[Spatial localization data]
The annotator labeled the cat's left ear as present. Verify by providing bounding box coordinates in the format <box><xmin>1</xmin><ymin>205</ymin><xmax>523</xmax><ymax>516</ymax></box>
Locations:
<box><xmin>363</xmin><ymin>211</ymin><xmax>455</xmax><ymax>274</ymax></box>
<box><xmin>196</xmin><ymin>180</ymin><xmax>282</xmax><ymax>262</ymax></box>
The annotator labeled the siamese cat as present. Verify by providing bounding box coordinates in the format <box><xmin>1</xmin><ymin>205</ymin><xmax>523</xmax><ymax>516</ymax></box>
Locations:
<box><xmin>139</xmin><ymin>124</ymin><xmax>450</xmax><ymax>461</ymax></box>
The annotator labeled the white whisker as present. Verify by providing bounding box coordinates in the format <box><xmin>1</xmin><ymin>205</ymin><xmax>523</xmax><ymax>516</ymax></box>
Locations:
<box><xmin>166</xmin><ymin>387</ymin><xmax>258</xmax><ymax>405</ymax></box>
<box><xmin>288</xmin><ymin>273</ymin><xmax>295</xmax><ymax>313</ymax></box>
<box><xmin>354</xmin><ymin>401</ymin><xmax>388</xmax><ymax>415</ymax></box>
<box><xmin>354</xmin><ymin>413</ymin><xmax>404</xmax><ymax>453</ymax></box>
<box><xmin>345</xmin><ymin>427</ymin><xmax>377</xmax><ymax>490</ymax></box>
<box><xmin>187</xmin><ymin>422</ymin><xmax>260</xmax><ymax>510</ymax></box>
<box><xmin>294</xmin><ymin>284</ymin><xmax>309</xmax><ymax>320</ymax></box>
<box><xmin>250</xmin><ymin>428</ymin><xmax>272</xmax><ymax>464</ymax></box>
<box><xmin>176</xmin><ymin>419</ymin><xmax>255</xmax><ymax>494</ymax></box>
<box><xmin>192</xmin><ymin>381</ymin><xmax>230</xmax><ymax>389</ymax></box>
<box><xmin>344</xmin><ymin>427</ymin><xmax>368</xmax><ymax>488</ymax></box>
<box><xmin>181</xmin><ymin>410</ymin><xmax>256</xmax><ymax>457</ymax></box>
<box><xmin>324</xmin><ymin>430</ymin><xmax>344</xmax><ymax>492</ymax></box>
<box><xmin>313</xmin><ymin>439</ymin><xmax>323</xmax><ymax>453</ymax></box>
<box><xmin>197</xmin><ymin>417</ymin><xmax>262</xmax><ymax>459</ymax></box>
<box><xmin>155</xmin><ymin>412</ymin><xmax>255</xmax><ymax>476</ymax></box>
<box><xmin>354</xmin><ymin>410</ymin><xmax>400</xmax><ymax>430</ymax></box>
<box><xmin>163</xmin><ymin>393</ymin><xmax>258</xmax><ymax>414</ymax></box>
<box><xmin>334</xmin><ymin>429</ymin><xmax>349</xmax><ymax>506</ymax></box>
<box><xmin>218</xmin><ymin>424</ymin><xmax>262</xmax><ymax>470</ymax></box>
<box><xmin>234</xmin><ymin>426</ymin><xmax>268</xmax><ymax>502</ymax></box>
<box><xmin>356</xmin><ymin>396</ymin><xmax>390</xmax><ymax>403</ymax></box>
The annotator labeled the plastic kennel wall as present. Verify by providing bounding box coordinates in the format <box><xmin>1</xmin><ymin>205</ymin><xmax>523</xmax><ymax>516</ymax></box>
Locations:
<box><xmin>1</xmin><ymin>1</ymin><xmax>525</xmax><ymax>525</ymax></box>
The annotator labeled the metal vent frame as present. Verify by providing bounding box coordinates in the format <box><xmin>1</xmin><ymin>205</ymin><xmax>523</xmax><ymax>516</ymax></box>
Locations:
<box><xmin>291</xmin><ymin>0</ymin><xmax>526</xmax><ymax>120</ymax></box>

**ABOUT THIS EXERCISE**
Now that the records have been shown, restate each one word for word.

**ANSWER SECTION**
The annotator labeled the cat's left ear as present. Verify by providing bounding box coordinates in the format <box><xmin>1</xmin><ymin>205</ymin><xmax>523</xmax><ymax>516</ymax></box>
Locations:
<box><xmin>363</xmin><ymin>211</ymin><xmax>455</xmax><ymax>274</ymax></box>
<box><xmin>196</xmin><ymin>180</ymin><xmax>282</xmax><ymax>262</ymax></box>
The annotator labeled the siamese cat as present. Verify by providing bounding box coordinates in the format <box><xmin>1</xmin><ymin>205</ymin><xmax>523</xmax><ymax>516</ymax></box>
Locations:
<box><xmin>139</xmin><ymin>124</ymin><xmax>450</xmax><ymax>461</ymax></box>
The annotator labeled the white whisker as present. Verify by providing bounding box coordinates in the format <box><xmin>1</xmin><ymin>205</ymin><xmax>523</xmax><ymax>516</ymax></box>
Locations:
<box><xmin>166</xmin><ymin>387</ymin><xmax>258</xmax><ymax>405</ymax></box>
<box><xmin>288</xmin><ymin>273</ymin><xmax>295</xmax><ymax>313</ymax></box>
<box><xmin>354</xmin><ymin>401</ymin><xmax>388</xmax><ymax>415</ymax></box>
<box><xmin>354</xmin><ymin>413</ymin><xmax>404</xmax><ymax>453</ymax></box>
<box><xmin>345</xmin><ymin>427</ymin><xmax>377</xmax><ymax>490</ymax></box>
<box><xmin>187</xmin><ymin>422</ymin><xmax>260</xmax><ymax>510</ymax></box>
<box><xmin>294</xmin><ymin>284</ymin><xmax>309</xmax><ymax>320</ymax></box>
<box><xmin>250</xmin><ymin>428</ymin><xmax>272</xmax><ymax>464</ymax></box>
<box><xmin>176</xmin><ymin>419</ymin><xmax>255</xmax><ymax>494</ymax></box>
<box><xmin>192</xmin><ymin>381</ymin><xmax>230</xmax><ymax>389</ymax></box>
<box><xmin>344</xmin><ymin>427</ymin><xmax>368</xmax><ymax>488</ymax></box>
<box><xmin>181</xmin><ymin>410</ymin><xmax>256</xmax><ymax>457</ymax></box>
<box><xmin>324</xmin><ymin>430</ymin><xmax>344</xmax><ymax>492</ymax></box>
<box><xmin>313</xmin><ymin>439</ymin><xmax>323</xmax><ymax>453</ymax></box>
<box><xmin>197</xmin><ymin>417</ymin><xmax>262</xmax><ymax>459</ymax></box>
<box><xmin>155</xmin><ymin>412</ymin><xmax>255</xmax><ymax>476</ymax></box>
<box><xmin>354</xmin><ymin>410</ymin><xmax>400</xmax><ymax>430</ymax></box>
<box><xmin>163</xmin><ymin>393</ymin><xmax>258</xmax><ymax>414</ymax></box>
<box><xmin>334</xmin><ymin>429</ymin><xmax>349</xmax><ymax>506</ymax></box>
<box><xmin>218</xmin><ymin>424</ymin><xmax>262</xmax><ymax>470</ymax></box>
<box><xmin>234</xmin><ymin>426</ymin><xmax>268</xmax><ymax>502</ymax></box>
<box><xmin>356</xmin><ymin>396</ymin><xmax>390</xmax><ymax>403</ymax></box>
The annotator labeled the plastic kennel wall as present. Verify by providing bounding box coordinates in the format <box><xmin>1</xmin><ymin>205</ymin><xmax>523</xmax><ymax>516</ymax></box>
Locations:
<box><xmin>1</xmin><ymin>1</ymin><xmax>525</xmax><ymax>525</ymax></box>
The annotator labeled the metal vent frame as present. Verify by providing bounding box coordinates in the format <box><xmin>1</xmin><ymin>205</ymin><xmax>523</xmax><ymax>516</ymax></box>
Locations:
<box><xmin>291</xmin><ymin>0</ymin><xmax>526</xmax><ymax>120</ymax></box>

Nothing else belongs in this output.